## Selected text
Start

Music in times of change

In the midst of change and uncertainty, it’s often a good idea to take time for contemplation and reflection, time to find interior silence -- even when there may not be much in exterior circumstances to encourage that.

Music is a good gateway to silence. That can seem a paradox, but recall that creating music is as much about the notes as the space between them. It has been said that a painter paints on canvas, and a musician paints on silence.

With those ideas in mind, take a listen to these four pieces of music.

At times music without words -- tunes, in the Celtic music world -- invite this sort of reflection. Fiddle player and composer Hanneke Cassel draws on the traditions of Scotland and Cape Breton with hints of bluegrass, Americana, and occasional inflections to other places her travels have taken her. Take a listen to the Gretl in the Garden set, which you may find recorded on her album Trip to Walden Pond.

End

Stored data entries
Start

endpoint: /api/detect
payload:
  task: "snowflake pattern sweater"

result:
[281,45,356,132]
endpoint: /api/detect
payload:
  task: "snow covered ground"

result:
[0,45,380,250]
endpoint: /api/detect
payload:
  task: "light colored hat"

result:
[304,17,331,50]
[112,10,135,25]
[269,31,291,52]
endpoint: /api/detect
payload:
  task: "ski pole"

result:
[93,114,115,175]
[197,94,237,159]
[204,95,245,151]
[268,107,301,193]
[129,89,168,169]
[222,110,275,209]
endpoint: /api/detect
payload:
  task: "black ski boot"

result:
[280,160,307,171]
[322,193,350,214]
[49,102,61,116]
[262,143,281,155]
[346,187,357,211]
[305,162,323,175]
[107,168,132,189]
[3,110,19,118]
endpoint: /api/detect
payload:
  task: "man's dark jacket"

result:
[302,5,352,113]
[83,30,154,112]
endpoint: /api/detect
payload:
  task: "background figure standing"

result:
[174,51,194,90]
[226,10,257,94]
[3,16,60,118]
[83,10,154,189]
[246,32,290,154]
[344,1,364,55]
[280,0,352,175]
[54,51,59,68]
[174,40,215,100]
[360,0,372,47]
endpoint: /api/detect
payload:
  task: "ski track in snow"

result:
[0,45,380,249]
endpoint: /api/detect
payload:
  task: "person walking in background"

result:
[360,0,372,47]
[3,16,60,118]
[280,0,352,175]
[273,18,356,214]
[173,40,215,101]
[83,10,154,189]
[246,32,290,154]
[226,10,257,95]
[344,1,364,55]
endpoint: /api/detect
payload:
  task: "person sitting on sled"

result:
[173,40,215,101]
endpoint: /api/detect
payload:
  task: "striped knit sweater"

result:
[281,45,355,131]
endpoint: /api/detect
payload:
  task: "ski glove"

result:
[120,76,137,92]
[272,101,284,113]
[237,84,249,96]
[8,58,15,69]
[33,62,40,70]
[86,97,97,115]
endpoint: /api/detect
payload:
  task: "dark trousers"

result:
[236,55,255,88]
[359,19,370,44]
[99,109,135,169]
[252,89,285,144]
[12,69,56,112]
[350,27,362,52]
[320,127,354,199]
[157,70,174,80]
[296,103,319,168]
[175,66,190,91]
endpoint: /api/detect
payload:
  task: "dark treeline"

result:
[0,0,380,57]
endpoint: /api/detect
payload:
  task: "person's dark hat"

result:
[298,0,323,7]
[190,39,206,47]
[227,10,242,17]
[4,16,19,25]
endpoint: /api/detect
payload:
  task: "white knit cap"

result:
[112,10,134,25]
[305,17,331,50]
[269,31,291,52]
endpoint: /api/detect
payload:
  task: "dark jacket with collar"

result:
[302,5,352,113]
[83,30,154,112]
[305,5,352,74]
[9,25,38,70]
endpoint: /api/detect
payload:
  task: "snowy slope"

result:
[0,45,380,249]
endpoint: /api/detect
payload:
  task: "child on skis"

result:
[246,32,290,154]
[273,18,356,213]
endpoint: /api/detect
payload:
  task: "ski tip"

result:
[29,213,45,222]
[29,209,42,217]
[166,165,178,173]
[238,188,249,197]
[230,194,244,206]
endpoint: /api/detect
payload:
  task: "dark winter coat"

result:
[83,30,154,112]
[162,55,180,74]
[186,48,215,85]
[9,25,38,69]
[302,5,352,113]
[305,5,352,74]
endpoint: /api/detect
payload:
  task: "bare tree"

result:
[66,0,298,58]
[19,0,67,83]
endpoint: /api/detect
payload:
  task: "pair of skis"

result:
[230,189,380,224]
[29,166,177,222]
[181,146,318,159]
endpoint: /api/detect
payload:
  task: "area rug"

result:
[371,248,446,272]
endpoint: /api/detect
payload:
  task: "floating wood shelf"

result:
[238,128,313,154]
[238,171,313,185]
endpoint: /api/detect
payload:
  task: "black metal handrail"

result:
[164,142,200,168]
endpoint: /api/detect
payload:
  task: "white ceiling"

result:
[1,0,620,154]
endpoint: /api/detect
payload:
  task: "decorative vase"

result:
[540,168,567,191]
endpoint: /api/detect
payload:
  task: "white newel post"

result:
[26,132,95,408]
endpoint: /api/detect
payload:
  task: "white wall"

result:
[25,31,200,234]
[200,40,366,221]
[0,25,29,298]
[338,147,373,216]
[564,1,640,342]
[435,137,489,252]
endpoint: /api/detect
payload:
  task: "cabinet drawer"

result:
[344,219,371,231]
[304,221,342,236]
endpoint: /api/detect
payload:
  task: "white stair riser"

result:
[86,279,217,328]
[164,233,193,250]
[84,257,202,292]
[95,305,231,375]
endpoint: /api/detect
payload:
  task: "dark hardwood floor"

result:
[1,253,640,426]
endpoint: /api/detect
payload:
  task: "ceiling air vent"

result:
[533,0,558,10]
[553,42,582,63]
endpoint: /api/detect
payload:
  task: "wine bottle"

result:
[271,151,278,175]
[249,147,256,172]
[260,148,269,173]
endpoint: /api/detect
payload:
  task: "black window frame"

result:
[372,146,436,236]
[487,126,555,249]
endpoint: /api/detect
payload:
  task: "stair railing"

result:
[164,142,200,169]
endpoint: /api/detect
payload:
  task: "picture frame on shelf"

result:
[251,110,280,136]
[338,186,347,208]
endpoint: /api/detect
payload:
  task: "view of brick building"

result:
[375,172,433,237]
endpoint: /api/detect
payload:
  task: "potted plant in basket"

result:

End

## What this exercise asks
A - In the text about music in times of change, what does a musician paint on?
B - Rewrite the stretch of the text about music in times of change from "Music in times" through "pieces of music.", putting "stillness" wherever "silence" appears.

## Results of the tasks
A - A musician paints on silence.

B -
Music in times of change

In the midst of change and uncertainty, it’s often a good idea to take time for contemplation and reflection, time to find interior stillness -- even when there may not be much in exterior circumstances to encourage that.

Music is a good gateway to stillness. That can seem a paradox, but recall that creating music is as much about the notes as the space between them. It has been said that a painter paints on canvas, and a musician paints on stillness.

With those ideas in mind, take a listen to these four pieces of music.